- _Task description_: Resume the commentary on Mark Fuhrman's police career below, writing on from its last sentence.

- _Excerpt_:
┌────────
I am one who felt Fuhrman was a racist, at least early in his career. He was a Vietnam vet, and when became a cop was assigned to some of the toughest, most crime infested areas, areas with a lot of minorities. This was during a time when most white LA cops were at least biased, just like Darrell Gates, and some of the senior officers Fuhrman admired for their police work, were even tougher, and used the n-word freely.

Fuhrman nearly broke down from this, and petitioned to retire because of it. He was transferred, got some help, slowly recovered, took the detective's exam, passed with flying colors, and over the next 10 years became by nearly everyone's standard an excellent detective. Even Chris Darden, who didn't like him, said he was extremely meticulous as a detective with evidence. It's also known that Mark did help a black man who had been in his mind wrongly accused. So, as I said, back in his young police days, in the nasty parts of town, he probaly was a racist. But by the time he was a seasoned detective, he had completely turned his life around.
└────────
- _Information provided_:
┌────────
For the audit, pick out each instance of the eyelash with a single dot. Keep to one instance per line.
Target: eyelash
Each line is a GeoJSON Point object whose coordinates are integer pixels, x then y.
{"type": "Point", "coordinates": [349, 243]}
└────────
- _Expected output_:
As to him planting evidence, keep a few things in mind. There were several cops who showed up before him, and up to 10 responders on the scene before he got there, though most were kept in the front area, away from the bodies. For the first several minutes, they didn't even know this was OJ's wife. His partner, Brad Roberts showed up shortly after Fuhrman, and a few minutes later, both Lange and Vanatter. In order for Fuhrman to have planted evidence, he would have had to know this was Simpson's wife, presume Simpson had no aliabi, found a glove when no one was looking, know it probalby fit OJ, know that no other evidence (hat, hair, etc.) would implicate anyone else. Then work in consort with Roberts, Vanatter & Lange (who he'd never met, and were condescending to him), and other police there he'd never met, to conceal and place evidence, then make sure that Dennis Fong and the criminalists would make just enough mistakes at the crime scene to the planted evidence wouldn't be hidden, and the lab would do the same... it goes on and on and on how absurd it is.